Work instructions: Determine how many lines of the records contain the string "positive", and state only that number.

Stored data:
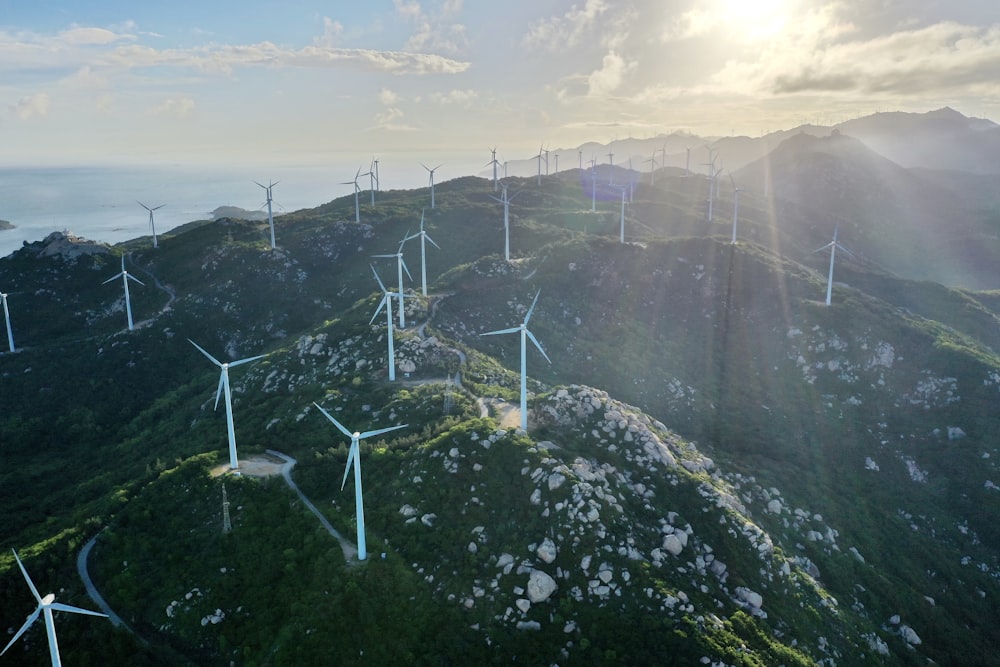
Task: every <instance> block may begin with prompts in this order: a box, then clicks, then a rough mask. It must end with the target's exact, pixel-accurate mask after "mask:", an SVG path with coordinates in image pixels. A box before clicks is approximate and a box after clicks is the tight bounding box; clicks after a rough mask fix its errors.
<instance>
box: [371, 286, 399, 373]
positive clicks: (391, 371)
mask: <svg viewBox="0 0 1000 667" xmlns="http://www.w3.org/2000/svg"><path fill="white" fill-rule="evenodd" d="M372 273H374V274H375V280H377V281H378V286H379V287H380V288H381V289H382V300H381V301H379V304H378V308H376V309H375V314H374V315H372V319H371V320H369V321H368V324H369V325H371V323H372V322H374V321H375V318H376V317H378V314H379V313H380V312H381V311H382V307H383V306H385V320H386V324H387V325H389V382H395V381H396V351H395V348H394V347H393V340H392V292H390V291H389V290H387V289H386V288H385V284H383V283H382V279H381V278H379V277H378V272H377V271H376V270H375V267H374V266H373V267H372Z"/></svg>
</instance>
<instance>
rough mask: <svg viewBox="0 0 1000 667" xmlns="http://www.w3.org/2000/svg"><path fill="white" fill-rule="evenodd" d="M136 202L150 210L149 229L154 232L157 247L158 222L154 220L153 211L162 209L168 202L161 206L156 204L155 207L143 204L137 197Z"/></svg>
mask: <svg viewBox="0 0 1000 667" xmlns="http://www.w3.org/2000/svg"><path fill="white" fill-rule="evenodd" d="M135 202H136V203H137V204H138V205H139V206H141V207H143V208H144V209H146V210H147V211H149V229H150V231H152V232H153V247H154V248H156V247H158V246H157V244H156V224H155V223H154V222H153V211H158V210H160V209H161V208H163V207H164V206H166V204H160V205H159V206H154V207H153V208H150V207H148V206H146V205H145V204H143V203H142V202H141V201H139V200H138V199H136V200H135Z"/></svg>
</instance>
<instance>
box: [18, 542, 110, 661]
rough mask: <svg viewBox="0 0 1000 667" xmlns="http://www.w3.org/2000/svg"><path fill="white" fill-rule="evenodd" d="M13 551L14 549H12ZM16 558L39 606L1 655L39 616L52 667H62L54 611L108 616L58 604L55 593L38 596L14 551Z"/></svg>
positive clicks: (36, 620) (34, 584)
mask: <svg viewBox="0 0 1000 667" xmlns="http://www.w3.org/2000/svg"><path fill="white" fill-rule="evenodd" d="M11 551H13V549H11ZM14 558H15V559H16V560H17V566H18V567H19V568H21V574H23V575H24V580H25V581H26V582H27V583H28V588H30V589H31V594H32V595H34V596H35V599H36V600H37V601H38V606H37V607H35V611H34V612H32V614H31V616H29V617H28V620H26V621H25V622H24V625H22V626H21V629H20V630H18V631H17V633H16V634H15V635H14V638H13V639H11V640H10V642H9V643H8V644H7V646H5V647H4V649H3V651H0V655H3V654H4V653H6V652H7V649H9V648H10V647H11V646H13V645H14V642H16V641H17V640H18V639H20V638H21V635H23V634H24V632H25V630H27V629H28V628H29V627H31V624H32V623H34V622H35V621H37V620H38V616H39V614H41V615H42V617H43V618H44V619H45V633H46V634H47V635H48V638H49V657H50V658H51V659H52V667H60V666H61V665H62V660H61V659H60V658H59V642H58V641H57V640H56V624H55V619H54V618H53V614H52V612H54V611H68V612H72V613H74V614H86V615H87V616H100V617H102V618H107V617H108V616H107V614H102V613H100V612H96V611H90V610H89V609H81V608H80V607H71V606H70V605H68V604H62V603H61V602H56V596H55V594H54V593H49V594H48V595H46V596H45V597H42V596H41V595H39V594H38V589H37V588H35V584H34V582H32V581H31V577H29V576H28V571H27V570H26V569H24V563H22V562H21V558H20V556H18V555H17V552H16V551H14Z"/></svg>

Solved exercise: 2